Source excerpt:
# Groove Tube 6L6 GE Bias



## ampaholic (Sep 19, 2006)

I've never been a huge fan of Groove Tubes but in a jam I bought a matched pair of their 6L6 GE reissue tubes. The reviews were good on them and it was all I could get locally. These have a #4 rating which is at the low end of their "average" rating.
Here's my concern. I took the Svetlana 6L6's that had been biased at about 32 ma out of my BF Super Reverb, installed the GT's and checked the bias. Without touching anything the bias measured 12.3 ma on one tube and 10.7 on the other. In order to get these biased into the 30 ma range I had to crank the bias pot WAY up, almost to it's max. Plate voltage remained pretty steady at 440 V.
I then pulled a pair of JAN Phillips 6L6's out of another amp, put them in the Super and like the Svetlanas I had to turn the bias control way down to settle in the 30 to 35 ma range. Plate voltage again is riding around 440 Volts.
Does this seem normal with the Groove Tubes? Is it the lower rating (#4) that has them running so cold as compared to the other tubes?
Advice appreciated!


----------



## Wild Bill (May 3, 2006)

ampaholic said:


> I've never been a huge fan of Groove Tubes but in a jam I bought a matched pair of their 6L6 GE reissue tubes. The reviews were good on them and it was all I could get locally. These have a #4 rating which is at the low end of their "average" rating.
> Here's my concern. I took the Svetlana 6L6's that had been biased at about 32 ma out of my BF Super Reverb, installed the GT's and checked the bias. Without touching anything the bias measured 12.3 ma on one tube and 10.7 on the other. In order to get these biased into the 30 ma range I had to crank the bias pot WAY up, almost to it's max. Plate voltage remained pretty steady at 440 V.
> I then pulled a pair of JAN Phillips 6L6's out of another amp, put them in the Super and like the Svetlanas I had to turn the bias control way down to settle in the 30 to 35 ma range. Plate voltage again is riding around 440 Volts.

Task to complete:
Write the next part of the forum thread about biasing Groove Tube 6L6 GE tubes, picking up after its final line.

Pointing records:
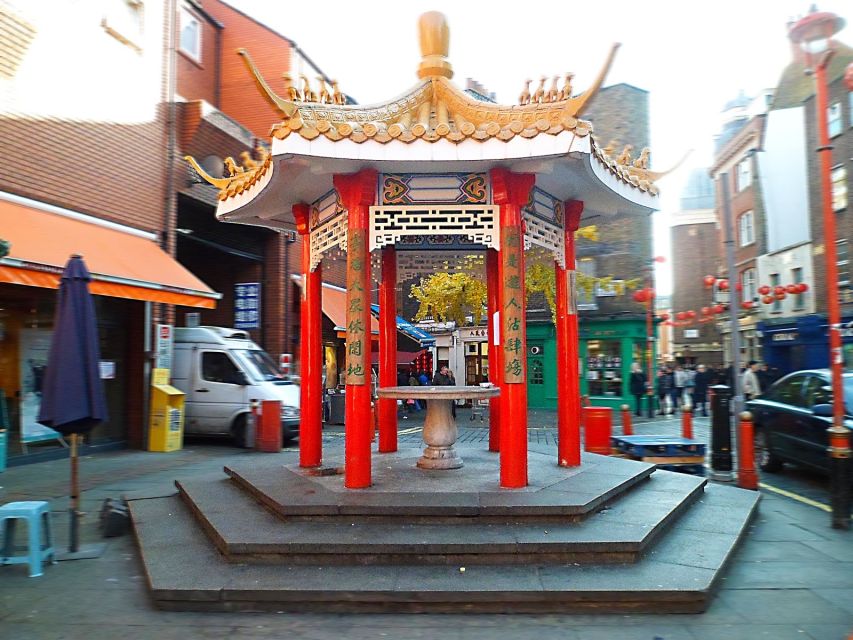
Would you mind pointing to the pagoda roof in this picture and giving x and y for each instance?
(434, 126)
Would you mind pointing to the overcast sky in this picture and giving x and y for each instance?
(691, 56)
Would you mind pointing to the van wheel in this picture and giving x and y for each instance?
(238, 431)
(764, 456)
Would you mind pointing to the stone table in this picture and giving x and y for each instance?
(439, 424)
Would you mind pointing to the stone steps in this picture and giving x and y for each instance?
(246, 532)
(185, 571)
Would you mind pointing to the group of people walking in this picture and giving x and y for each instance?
(677, 386)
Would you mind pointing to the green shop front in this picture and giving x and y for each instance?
(607, 349)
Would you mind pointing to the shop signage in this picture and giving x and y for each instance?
(788, 336)
(163, 347)
(247, 305)
(513, 306)
(358, 343)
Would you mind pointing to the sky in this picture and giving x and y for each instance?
(691, 56)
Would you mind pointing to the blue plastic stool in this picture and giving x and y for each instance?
(34, 512)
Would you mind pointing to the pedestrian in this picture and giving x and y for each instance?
(664, 388)
(700, 389)
(679, 377)
(750, 383)
(637, 386)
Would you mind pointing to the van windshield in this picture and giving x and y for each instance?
(259, 364)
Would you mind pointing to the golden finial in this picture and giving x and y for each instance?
(434, 36)
(524, 98)
(553, 93)
(290, 91)
(323, 95)
(539, 94)
(307, 94)
(642, 162)
(337, 96)
(566, 91)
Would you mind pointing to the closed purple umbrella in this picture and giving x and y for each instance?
(73, 400)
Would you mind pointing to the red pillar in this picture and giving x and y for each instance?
(357, 192)
(568, 376)
(311, 350)
(493, 285)
(388, 349)
(512, 191)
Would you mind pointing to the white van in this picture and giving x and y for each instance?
(221, 370)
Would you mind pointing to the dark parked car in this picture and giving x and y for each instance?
(791, 419)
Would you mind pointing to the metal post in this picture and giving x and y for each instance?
(721, 433)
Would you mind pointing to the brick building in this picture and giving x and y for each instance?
(695, 254)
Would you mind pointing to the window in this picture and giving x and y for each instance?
(190, 40)
(747, 229)
(838, 177)
(774, 282)
(744, 174)
(799, 298)
(833, 118)
(747, 281)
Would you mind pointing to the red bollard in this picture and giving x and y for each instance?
(687, 423)
(268, 434)
(598, 427)
(627, 427)
(747, 478)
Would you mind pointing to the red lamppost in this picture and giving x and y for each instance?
(814, 33)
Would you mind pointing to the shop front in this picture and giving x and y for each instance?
(607, 349)
(130, 272)
(793, 344)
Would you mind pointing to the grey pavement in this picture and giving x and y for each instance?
(792, 577)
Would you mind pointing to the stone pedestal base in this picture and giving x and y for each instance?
(440, 458)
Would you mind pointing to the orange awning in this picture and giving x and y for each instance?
(122, 264)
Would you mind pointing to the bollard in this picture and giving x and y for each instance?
(747, 478)
(721, 431)
(627, 427)
(687, 422)
(598, 427)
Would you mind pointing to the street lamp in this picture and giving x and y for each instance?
(814, 34)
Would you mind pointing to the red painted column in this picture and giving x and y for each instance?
(493, 286)
(512, 191)
(311, 350)
(568, 376)
(388, 349)
(357, 193)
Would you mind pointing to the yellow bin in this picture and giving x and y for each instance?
(166, 429)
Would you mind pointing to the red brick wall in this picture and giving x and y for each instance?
(270, 51)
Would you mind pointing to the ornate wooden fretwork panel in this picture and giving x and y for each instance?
(327, 236)
(392, 224)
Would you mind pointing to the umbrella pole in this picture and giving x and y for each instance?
(75, 497)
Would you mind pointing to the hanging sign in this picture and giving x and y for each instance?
(358, 343)
(247, 305)
(513, 307)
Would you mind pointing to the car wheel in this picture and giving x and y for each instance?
(238, 431)
(764, 456)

Right answer:
> Does this seem normal with the Groove Tubes? Is it the lower rating (#4) that has them running so cold as compared to the other tubes?
> Advice appreciated!


In the words of Tony Soprano:"Fuggedaboutit!"

All tubes vary from the datasheet specs. That's WHY we have bias controls! Tubes today seem to vary even more than they did during the "Golden Years". That's because much of the experience in building them has been lost. The people who used to make them died off and their paperwork was buried with them!

Sometimes I get a pair of tubes that are so far one way or the other that there isn't enough range to set them with the bias pot. So I have to change a resistor in the supply to bring things into range.

It doesn't matter a whit for the performance of the tubes! As long as the bias is set properly they all will perform just fine. What's more, don't worry about a couple of ma. difference. In the hifi world users get all anal about matching tubes as close as possible, to achieve the absolute lowest distortion. Often there will be separate bias controls for each tube.

I keep saying this 'cuz it's important: Why on earth would you want to make your guitar amp as "hifi" as possible? It's an ELECTRIC guitar amp! It's SUPPOSED to have some distortion! That's what makes it sound good! You will never sound like Pat Travers with a hifi amp.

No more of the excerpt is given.